* [CONSEGNA]
Riscala le righe dei record dalla riga che contiene "Note to the class: indicate the wooden" fino alla fine dei record, estremi compresi, riscrivendole tutte per intero ma senza immagini. Moltiplica per 0,45 le coordinate dei punti dati come risposta e arrotonda all'intero, con le metà per eccesso; tutti gli altri numeri restano invariati.

____ RIGHE DEI DATI

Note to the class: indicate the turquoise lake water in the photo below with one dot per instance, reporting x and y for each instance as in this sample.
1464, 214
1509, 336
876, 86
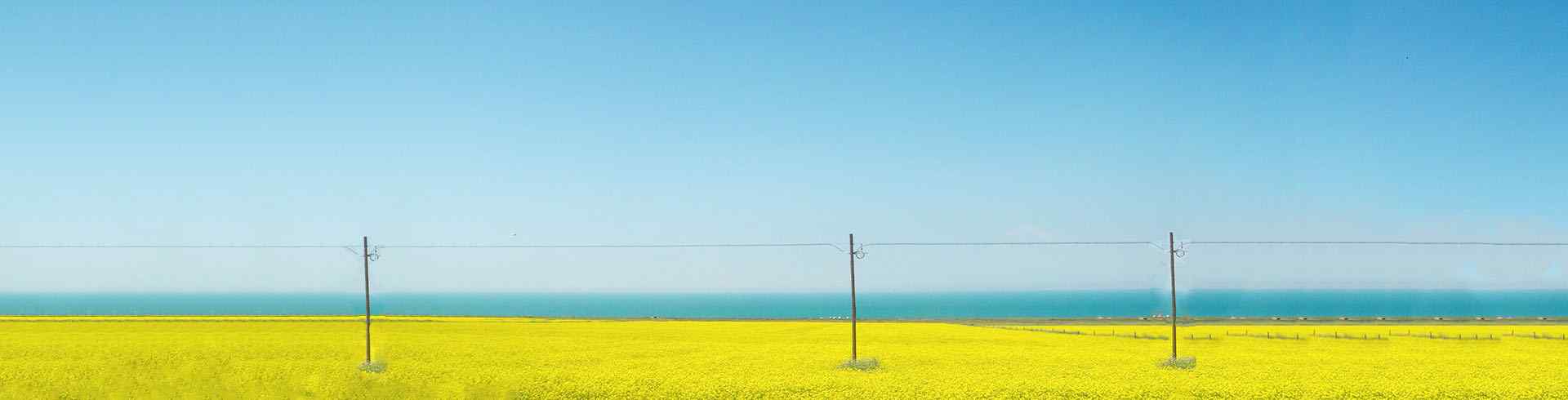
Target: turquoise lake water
1097, 303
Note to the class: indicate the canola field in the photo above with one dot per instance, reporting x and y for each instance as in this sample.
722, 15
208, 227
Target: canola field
532, 358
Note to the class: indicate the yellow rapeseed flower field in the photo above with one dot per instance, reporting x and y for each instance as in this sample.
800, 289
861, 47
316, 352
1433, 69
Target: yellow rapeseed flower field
532, 358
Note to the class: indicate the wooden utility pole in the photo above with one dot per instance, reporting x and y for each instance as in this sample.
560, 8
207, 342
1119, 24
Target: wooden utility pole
366, 255
1174, 294
853, 308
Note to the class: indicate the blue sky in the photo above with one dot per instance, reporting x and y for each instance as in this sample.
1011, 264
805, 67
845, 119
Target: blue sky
639, 122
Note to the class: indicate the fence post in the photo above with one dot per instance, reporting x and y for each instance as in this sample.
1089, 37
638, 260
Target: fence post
1174, 292
853, 308
366, 255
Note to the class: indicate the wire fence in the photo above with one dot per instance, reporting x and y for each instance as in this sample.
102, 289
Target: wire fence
1152, 262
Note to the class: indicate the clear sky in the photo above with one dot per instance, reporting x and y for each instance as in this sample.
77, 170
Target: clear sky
736, 121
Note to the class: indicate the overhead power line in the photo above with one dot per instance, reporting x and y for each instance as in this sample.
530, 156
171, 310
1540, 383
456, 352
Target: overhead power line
172, 245
1005, 243
1387, 242
675, 245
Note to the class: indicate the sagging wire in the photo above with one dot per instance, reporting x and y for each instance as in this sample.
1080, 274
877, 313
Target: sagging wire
1380, 242
375, 251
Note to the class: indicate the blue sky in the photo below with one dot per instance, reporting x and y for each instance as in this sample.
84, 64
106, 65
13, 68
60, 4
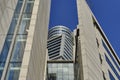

________

* [RISPOSTA]
Note to the class: indicate the wooden utility pole in the photo above with one dot per instance, reporting x and y for each instance as in this sample.
560, 8
207, 342
1119, 24
Target: wooden utility pole
165, 115
528, 132
384, 139
Note to the class: indicate the blue sky in the photo above with one dot per instance, reporting x and y for each instance as in this sample.
1011, 264
805, 67
845, 119
Target: blue sky
288, 55
Note to the class: indicate the fence post in the photo above with one dot per instance, reporting x and y for each instance as in this sample.
1089, 37
638, 260
Target: fence post
528, 131
384, 139
165, 115
Note to the class: indicate the wire fence in the photo above with one dot per instance, reporting x and y for each instance as in this sample.
102, 289
Target: wire fence
518, 118
Note to the class: indicate the clear sky in the photo above with one dot per instance, reporting x and y for each instance as in this sample.
77, 170
Target: clear sky
331, 54
Note to the class: indicate the overhead power line in the photo above with one dot per instance, reporting x and y for each instance as in this sample.
530, 156
171, 310
1540, 383
456, 352
Target: overhead power line
77, 110
452, 109
624, 109
304, 110
Note to the class: indicate the sagging wire in the photo above with one dot per instance, reporting x and y for each instance as in this sample.
1080, 274
877, 313
Target: sagging wire
621, 109
169, 113
Note to the class: indicate the blue sky in the photo below with one dot per instance, reporting x and y for each instance as in this sample.
84, 64
106, 65
13, 68
60, 4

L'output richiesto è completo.